** START OF Material to process **

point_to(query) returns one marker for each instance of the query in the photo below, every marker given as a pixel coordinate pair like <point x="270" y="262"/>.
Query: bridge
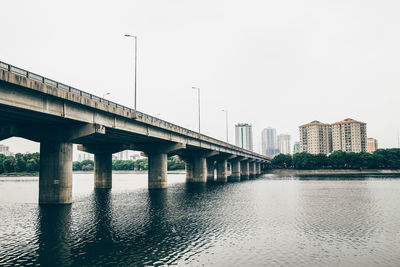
<point x="57" y="115"/>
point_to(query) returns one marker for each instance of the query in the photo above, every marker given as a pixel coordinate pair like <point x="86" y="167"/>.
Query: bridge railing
<point x="139" y="114"/>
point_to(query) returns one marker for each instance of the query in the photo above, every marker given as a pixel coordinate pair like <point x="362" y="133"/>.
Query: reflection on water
<point x="271" y="221"/>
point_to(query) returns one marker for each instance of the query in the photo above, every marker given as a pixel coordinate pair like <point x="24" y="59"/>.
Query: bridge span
<point x="58" y="115"/>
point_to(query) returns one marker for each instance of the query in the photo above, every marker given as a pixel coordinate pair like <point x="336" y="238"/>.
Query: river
<point x="270" y="221"/>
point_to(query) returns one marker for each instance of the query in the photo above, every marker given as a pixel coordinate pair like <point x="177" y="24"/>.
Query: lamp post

** END OF Material to process **

Exercise task – Turn all of the entries above into a numbered list with one line per item, skipping any blank lines. Leave the pictures out.

Solution for this exercise –
1. point_to(query) returns one marker for each instance of the query in the photo below, every marker given as a pixel coordinate pair like <point x="270" y="262"/>.
2. Query: bridge
3. <point x="57" y="115"/>
4. point_to(query) returns one marker for each instance of the query in the photo above, every marker given as a pixel coordinate pair like <point x="86" y="167"/>.
5. Query: bridge railing
6. <point x="139" y="114"/>
7. point_to(query) returns one marker for each instance of the query in the photo above, every marker given as a pixel coordinate pair like <point x="362" y="133"/>.
8. Query: reflection on water
9. <point x="271" y="221"/>
10. point_to(query) returns one marker for each instance of the query in the photo above, every marker given as a pixel coordinate pair like <point x="24" y="59"/>.
11. Query: bridge span
12. <point x="58" y="115"/>
13. point_to(query) returns one marker for each instance of the query in the photo above, every marker given as a pixel coordinate pair like <point x="336" y="238"/>.
14. Query: river
15. <point x="270" y="221"/>
16. point_to(query) returns one marker for each instance of the query in the photo above, every marker given as a pixel coordinate pair like <point x="177" y="24"/>.
17. Query: lamp post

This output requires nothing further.